• DATA SUPPLIED:
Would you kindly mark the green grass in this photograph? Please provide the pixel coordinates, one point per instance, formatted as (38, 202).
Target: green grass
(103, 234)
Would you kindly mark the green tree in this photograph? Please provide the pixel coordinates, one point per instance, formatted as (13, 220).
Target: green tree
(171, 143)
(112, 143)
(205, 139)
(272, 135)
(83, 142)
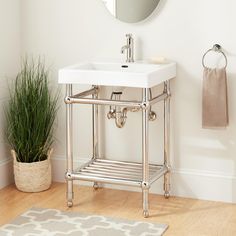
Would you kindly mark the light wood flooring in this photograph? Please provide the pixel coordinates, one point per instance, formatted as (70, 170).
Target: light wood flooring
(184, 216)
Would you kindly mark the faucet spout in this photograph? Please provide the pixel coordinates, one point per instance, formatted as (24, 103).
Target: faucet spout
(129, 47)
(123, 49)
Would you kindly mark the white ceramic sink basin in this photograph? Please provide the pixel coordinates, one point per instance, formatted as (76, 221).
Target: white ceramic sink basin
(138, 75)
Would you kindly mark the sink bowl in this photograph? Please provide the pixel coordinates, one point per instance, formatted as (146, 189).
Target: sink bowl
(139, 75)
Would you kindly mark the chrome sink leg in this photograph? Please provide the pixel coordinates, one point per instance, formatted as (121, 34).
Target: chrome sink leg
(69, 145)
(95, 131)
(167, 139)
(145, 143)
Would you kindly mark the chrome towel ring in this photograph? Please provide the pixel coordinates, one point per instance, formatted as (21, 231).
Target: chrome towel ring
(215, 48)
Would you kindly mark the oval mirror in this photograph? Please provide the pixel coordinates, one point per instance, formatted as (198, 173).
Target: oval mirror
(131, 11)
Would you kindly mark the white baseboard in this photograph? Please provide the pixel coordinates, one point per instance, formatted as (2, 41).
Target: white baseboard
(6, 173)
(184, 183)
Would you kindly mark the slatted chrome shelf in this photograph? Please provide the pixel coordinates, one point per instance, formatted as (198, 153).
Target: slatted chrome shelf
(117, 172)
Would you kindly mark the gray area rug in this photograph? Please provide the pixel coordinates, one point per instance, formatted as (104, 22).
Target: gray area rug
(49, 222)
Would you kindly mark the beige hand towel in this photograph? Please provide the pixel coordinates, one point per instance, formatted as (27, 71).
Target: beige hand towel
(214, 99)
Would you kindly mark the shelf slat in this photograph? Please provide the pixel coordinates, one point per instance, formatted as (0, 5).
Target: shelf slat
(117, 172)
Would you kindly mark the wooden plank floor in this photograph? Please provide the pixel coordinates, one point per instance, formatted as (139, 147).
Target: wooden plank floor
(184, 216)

* * *

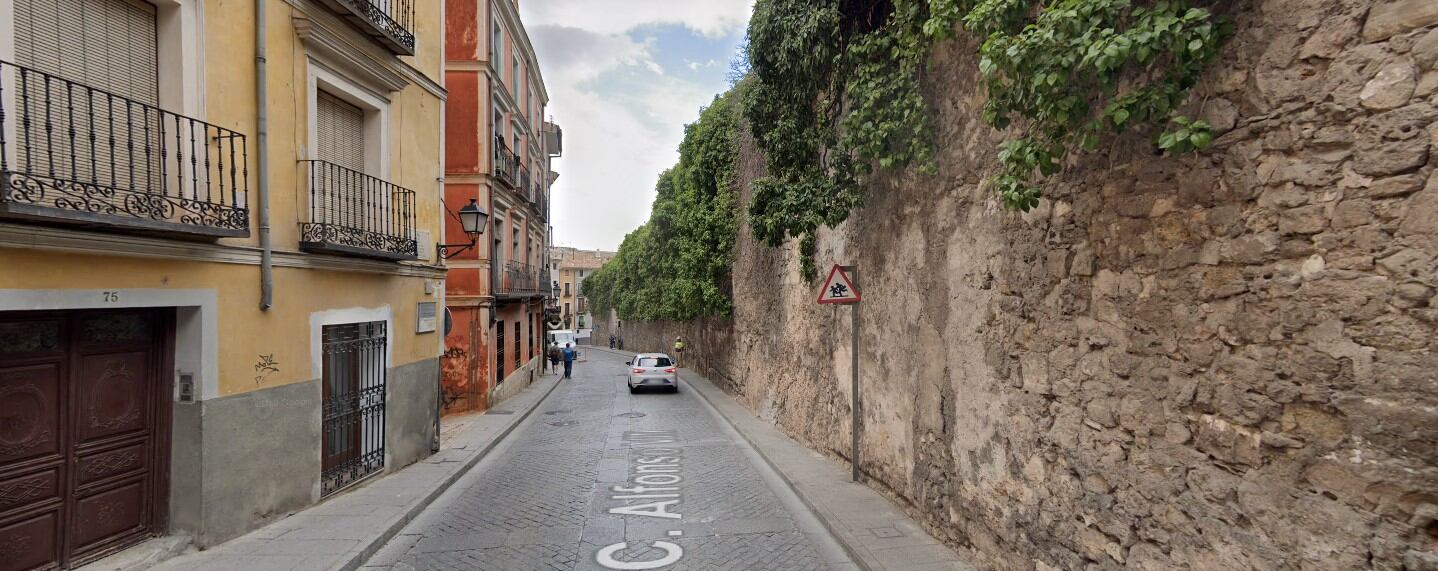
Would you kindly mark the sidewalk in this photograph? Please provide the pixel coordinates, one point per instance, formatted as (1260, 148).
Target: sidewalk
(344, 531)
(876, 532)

---

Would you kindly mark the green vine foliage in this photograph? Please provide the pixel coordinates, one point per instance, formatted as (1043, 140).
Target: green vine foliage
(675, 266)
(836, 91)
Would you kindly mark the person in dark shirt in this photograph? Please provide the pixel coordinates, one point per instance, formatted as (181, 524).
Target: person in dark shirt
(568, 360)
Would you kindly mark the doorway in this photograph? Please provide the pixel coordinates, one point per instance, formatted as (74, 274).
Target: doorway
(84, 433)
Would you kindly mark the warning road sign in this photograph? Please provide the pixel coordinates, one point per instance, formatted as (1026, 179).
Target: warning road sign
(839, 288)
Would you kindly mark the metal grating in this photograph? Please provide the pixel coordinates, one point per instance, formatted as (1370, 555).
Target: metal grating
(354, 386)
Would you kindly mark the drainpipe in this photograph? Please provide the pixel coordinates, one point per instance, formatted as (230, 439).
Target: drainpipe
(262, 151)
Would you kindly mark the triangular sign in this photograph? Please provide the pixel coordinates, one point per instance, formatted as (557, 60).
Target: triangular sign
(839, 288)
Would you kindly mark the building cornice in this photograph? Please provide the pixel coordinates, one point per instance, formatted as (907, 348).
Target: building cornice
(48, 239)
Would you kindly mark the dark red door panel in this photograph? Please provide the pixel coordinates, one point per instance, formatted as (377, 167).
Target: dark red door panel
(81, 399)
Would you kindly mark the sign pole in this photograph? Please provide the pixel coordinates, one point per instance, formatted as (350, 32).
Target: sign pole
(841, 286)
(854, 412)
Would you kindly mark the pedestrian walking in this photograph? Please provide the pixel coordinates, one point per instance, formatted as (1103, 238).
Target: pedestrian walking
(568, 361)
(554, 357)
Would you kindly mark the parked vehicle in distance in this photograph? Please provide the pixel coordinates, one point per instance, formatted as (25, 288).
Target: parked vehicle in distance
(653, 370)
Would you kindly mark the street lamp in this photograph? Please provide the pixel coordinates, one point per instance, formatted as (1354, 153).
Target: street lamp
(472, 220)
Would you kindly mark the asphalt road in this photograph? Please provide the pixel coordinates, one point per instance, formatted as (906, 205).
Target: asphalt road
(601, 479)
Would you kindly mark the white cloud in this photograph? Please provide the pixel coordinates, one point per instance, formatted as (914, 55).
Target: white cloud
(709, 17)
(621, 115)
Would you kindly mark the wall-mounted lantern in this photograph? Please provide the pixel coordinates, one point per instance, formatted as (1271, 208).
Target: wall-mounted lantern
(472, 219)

• WORK INSTRUCTIONS:
Here the output must be the lines above from the line with "Would you kindly mark the drainpipe" to the line with "Would you kindly mark the parked", both included, duplicated word for word and nothing else.

• TASK OUTPUT:
Would you kindly mark the drainpipe in this photograph? Please provide the pixel coordinates, one point per instance, formatted as (230, 439).
Target: drainpipe
(262, 151)
Would you kindly mark the triangular sign in this photograph? Please provide the pixel coordinates, one point per instance, formatted as (557, 60).
Target: triangular sign
(839, 288)
Would you kindly mark the building cornice in this photograph? Please provide the pixel coordinates, one point per instance, formatted as (907, 348).
Target: building cornice
(48, 239)
Would you kindly mark the dark red door panel in this photograph? Please provide the pixel coordinates, one point per instance, formatted as (377, 167).
Target: dark red door panel
(81, 399)
Would you kindly mark the sign pole in this photograph? Please provide the pixel coordinates, one point per instance, formatted as (350, 32).
Target: sign pole
(841, 286)
(854, 412)
Would you kindly mark the pedestrian walking in this photograph? Please provide the pixel coordinates, one point per instance, formatted as (1103, 238).
Target: pedestrian walking
(568, 361)
(554, 357)
Would you kindly mark the parked vehicle in distance in this photograph? Please provide the pixel coordinates, one point per instance, formatted as (25, 288).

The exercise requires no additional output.